▸ Stored dataset items:
—————

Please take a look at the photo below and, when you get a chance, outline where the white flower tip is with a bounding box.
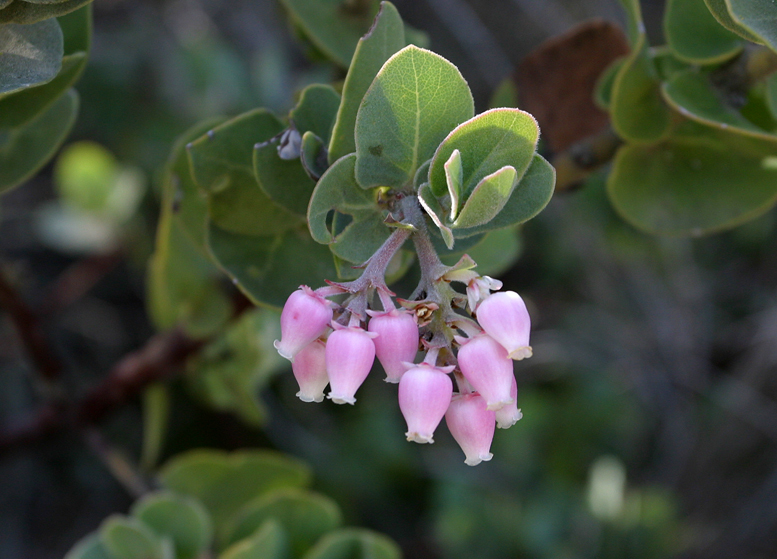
[486,398,514,412]
[296,391,324,403]
[327,393,356,405]
[509,346,532,360]
[383,375,401,384]
[406,432,434,444]
[273,340,294,361]
[464,452,493,466]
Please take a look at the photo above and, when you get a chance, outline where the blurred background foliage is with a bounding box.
[2,0,777,558]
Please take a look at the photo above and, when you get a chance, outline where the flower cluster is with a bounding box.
[274,247,532,466]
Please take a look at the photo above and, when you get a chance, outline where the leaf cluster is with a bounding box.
[64,450,401,559]
[600,0,777,236]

—————

▸ Work required: Leave the pictures behind and transcribe every record above exactly.

▸ Written response:
Please take a look at the photo below and, when you get a chance, outline where the white flower tip is with a bounding box.
[486,398,514,412]
[296,391,324,403]
[327,393,356,405]
[509,346,532,360]
[383,375,401,384]
[406,432,434,444]
[273,340,294,361]
[464,452,493,466]
Please take a look at the photo above and, when you get a chance, outline where the blurred background foliage is with a bounding box.
[2,0,777,558]
Please take a look at the photo above and, when you get a chance, outline where the flower cluster is with a bounding box.
[274,247,532,466]
Please take a look at the photo above and, when you get a chance, outline where the leaf cluster is with a bounding box.
[64,450,401,559]
[600,0,777,236]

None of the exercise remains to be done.